● Given request: Replace "license plate" with "number plate" in the lines from the one containing "Place a marker on every instance of the black" through the end of the lines, and give only that stretch again with everything else unchanged.

● Task material:
☆ ☆ ☆ ☆

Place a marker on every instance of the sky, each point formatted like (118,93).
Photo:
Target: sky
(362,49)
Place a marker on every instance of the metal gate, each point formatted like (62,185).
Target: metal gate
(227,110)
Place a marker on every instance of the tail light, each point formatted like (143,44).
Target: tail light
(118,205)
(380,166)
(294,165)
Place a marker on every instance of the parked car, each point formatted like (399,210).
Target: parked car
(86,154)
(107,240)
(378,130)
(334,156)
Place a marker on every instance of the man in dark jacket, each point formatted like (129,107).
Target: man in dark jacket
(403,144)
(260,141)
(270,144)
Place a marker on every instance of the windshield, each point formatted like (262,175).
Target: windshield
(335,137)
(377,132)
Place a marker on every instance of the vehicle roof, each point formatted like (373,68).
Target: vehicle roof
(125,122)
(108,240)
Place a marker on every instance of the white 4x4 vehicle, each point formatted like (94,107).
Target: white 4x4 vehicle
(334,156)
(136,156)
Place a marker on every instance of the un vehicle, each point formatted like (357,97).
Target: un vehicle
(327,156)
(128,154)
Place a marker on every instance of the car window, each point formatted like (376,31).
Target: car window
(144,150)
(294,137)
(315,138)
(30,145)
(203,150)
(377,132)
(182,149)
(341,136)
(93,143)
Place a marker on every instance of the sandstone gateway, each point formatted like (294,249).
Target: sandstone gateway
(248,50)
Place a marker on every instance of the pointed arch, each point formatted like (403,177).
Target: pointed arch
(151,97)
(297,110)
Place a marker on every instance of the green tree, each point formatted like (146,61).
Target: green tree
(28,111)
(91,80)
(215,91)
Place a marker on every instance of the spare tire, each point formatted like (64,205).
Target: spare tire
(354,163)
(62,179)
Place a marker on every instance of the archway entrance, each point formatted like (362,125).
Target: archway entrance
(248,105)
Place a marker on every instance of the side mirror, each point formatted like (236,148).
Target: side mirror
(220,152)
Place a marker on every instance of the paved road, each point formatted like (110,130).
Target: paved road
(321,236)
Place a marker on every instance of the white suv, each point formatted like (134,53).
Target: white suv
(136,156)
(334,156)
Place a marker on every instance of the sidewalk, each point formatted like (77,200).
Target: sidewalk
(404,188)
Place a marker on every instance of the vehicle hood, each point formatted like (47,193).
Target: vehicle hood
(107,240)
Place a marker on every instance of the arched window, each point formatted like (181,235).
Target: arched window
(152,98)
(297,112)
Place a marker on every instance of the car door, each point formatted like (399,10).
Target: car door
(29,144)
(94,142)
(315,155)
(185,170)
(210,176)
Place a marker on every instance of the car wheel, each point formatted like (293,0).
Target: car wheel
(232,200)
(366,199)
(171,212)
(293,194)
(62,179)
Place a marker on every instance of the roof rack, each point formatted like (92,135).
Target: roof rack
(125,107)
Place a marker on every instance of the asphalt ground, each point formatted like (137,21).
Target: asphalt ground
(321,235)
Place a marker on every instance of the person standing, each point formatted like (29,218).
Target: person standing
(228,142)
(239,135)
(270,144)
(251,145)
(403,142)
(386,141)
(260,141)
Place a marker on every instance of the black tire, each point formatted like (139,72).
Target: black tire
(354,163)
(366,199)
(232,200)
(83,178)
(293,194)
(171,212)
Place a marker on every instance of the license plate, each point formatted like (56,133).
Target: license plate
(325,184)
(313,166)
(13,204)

☆ ☆ ☆ ☆

● Result below:
Place a marker on every instance of the black tire, each point formatted like (139,72).
Target: black tire
(354,163)
(366,199)
(232,200)
(83,178)
(293,194)
(171,212)
Place a marker on every instance of the number plate, each point formatted like (56,133).
Target: number plate
(325,184)
(313,166)
(13,204)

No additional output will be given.